What is a corticosteroid injection?
Corticosteroids are anti-inflammatories and should not be confused with anabolic steroids. Corticosteroid injections are often used to treat selected conditions affecting the joints, tendons, and ligaments. An injection can deliver medication directly to the affected area to provide short term relief of pain, inflammation and swelling.
How is the injection performed?
After identifying the specific site and using sterile technique to clean the skin, a small needle is carefully inserted. Your doctor may use an ultrasound scanner to guide the injection. A mixture of corticosteroid and local anaesthetic is usually delivered in the same syringe. This procedure takes less than 10 minutes and is done in the clinic.
What are the risks?
When indicated, a local corticosteroid injection is a safe and effective procedure. Potential side-effects include:
1) Crystal synovitis (steroid flare)
The injected corticosteroid may crystallise, causing pain. The reaction may occur within the first 2 days after the injection. Please call your doctor’s office or follow up if you are concerned you may have a steroid flare reaction. You can ice the area for 15 minutes 3–4 times daily. You may also take oral pain medications for temporary relief.
2) Allergic reaction
3) Skin discolouration (hypopigmentation)
Lightening of the skin over the injection site may occur and this can last for a few months after injection.
4) Fat Atrophy
If the injection site is close to the skin surface, you may notice a slight ‘depression’ or ‘dimpling’ of the skin which can persist for several months. This is due to atrophy of fat at the injection site. For injections at the heel, such as for planter fasciitis, atrophy of the heel fat pad can cause discomfort when walking or standing.
5) Temporary Increase in Blood Glucose Level
If you are a diabetic, you should monitor your blood glucose for the 3 days after the injection, and if you are taking insulin, you may need to adjust your insulin medication dose temporarily.
-=-=-
> [Parts of the exercise]
[A] According to the corticosteroid injection information, how long does the injection procedure take?
[B] Write the next part of the corticosteroid injection information, picking up after its final sentence.

> [Source data]
-=-=-
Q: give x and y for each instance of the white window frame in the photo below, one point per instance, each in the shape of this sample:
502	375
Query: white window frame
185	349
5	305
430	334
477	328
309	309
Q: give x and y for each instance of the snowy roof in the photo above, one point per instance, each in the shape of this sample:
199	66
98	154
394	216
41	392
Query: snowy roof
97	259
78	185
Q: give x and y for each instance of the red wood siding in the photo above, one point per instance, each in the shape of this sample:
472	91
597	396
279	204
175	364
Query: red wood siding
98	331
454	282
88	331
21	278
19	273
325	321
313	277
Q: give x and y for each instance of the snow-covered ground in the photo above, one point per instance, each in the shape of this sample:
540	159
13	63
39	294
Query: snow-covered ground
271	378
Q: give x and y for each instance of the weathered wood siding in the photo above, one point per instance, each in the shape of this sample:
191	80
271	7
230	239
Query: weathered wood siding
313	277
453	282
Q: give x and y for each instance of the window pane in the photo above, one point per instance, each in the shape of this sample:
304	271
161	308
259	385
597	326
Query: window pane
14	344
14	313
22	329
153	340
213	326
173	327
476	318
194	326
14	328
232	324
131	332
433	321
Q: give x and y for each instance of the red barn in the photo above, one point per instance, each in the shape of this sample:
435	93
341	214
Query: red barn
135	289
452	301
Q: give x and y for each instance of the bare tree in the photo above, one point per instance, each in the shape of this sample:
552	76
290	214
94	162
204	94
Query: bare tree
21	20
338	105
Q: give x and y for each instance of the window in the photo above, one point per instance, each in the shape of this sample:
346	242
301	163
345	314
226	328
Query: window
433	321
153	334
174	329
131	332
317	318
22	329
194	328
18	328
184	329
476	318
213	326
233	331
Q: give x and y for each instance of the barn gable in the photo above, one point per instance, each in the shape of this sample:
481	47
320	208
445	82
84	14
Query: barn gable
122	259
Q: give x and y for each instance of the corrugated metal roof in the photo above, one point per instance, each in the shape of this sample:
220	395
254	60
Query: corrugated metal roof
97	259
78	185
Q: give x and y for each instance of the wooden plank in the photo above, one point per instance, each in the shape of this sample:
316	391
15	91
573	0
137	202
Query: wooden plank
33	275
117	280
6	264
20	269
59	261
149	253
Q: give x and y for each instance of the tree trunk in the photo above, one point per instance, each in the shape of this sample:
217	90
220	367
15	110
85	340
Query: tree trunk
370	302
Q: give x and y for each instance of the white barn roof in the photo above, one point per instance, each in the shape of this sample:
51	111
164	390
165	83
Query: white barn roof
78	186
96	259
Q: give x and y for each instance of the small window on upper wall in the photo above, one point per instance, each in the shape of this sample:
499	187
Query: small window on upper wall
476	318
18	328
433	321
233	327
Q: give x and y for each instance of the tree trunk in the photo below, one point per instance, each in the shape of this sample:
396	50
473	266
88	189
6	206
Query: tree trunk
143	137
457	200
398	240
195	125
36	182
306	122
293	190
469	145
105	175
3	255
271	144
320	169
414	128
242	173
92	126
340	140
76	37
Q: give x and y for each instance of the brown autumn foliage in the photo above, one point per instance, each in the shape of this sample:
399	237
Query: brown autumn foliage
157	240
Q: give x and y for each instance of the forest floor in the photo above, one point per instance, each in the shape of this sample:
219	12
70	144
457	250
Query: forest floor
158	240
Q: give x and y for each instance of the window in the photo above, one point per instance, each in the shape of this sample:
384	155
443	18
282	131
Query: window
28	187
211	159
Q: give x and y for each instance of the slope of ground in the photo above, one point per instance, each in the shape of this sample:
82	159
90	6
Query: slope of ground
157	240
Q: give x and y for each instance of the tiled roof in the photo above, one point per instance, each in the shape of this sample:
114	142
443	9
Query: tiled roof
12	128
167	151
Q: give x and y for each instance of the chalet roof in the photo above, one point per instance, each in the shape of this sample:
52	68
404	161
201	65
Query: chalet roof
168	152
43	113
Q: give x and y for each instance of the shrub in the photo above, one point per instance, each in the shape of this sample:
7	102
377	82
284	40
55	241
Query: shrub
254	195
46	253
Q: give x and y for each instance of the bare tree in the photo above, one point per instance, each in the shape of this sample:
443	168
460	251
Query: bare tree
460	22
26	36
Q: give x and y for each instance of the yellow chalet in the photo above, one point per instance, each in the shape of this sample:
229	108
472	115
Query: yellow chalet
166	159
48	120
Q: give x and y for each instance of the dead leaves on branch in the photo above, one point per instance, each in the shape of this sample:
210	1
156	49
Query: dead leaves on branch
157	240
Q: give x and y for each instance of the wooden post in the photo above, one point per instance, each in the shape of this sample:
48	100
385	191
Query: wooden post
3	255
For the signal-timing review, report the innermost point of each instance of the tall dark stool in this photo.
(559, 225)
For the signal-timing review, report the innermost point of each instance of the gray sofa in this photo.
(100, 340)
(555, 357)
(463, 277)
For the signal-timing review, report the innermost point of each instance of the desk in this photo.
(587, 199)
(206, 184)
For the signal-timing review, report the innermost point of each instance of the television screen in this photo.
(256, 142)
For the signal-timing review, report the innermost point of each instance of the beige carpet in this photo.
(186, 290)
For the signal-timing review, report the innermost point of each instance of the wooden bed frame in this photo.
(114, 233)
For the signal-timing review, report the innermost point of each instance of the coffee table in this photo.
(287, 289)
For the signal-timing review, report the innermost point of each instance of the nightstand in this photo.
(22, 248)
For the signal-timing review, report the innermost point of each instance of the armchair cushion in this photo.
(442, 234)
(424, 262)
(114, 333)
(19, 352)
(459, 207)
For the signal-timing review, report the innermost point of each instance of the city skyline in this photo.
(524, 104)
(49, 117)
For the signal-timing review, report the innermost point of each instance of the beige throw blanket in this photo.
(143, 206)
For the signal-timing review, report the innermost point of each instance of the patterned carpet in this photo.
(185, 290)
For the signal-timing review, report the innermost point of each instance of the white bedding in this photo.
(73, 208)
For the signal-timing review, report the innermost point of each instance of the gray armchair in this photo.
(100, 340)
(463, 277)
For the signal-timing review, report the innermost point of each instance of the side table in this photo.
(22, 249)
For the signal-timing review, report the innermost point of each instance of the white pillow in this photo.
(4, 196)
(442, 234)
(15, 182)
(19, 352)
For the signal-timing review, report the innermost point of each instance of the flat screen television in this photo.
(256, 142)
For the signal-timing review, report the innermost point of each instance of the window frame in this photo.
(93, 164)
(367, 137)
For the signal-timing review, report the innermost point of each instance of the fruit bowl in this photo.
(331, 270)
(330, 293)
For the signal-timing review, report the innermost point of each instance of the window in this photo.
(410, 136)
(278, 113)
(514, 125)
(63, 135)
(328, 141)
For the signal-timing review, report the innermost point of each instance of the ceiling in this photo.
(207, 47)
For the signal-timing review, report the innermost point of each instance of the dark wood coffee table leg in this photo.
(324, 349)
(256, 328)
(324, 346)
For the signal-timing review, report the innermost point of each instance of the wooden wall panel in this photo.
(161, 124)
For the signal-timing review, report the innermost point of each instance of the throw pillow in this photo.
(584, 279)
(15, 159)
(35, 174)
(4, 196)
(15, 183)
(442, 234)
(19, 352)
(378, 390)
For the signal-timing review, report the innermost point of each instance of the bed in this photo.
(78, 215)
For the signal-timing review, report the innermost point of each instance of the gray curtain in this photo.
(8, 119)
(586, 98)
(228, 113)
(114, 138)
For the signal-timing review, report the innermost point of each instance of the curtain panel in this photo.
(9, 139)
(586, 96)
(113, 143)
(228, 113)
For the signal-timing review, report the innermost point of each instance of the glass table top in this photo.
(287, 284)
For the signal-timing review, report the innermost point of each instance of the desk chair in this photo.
-=-=-
> [Exercise answers]
[A] Less than 10 minutes.

[B]
6) Weakening or rupture of tendons or ligaments
To minimize this risk, we inject the cortisone around and close to the tendon. For this reason, we avoid cortisone injections directly into tendons and ligaments. Ultrasound guidance helps to increase the accuracy of the injection. We also advise that you avoid vigorous physical activities for the first two weeks immediately following a corticosteroid injection.
If there is an increase in pain or redness in the days following an injection, there may be an infection. You should see your family doctor immediately, call the sports medicine clinic, or go to our Accident & Emergency Department, if you suspect that you have an infection following an injection.
In conclusion, a corticosteroid injection is recommended only if the benefits outweigh the risks. Your doctor will discuss the side-effects with you and will only proceed with the procedure with your informed consent.
What should I do after the injection?
1) Rest the affected joint for the first 24-48 hours from moderate to vigorous exercise. Daily activities are ok.
2) If there is pain during this period, ice the area and/or take pain medications.
3) Any bandage placed over the injected site can be removed after 24 hours.
4) Light exercise is allowed after the first 48 hours. However, you should avoid intense activities and exercise for the first 2 weeks.
The numbness from the anaesthetic may wear off after a few hours and pain may return until the anti-inflammatory effects of the corticosteroid starts working, which sometimes can take up to 3-4 days.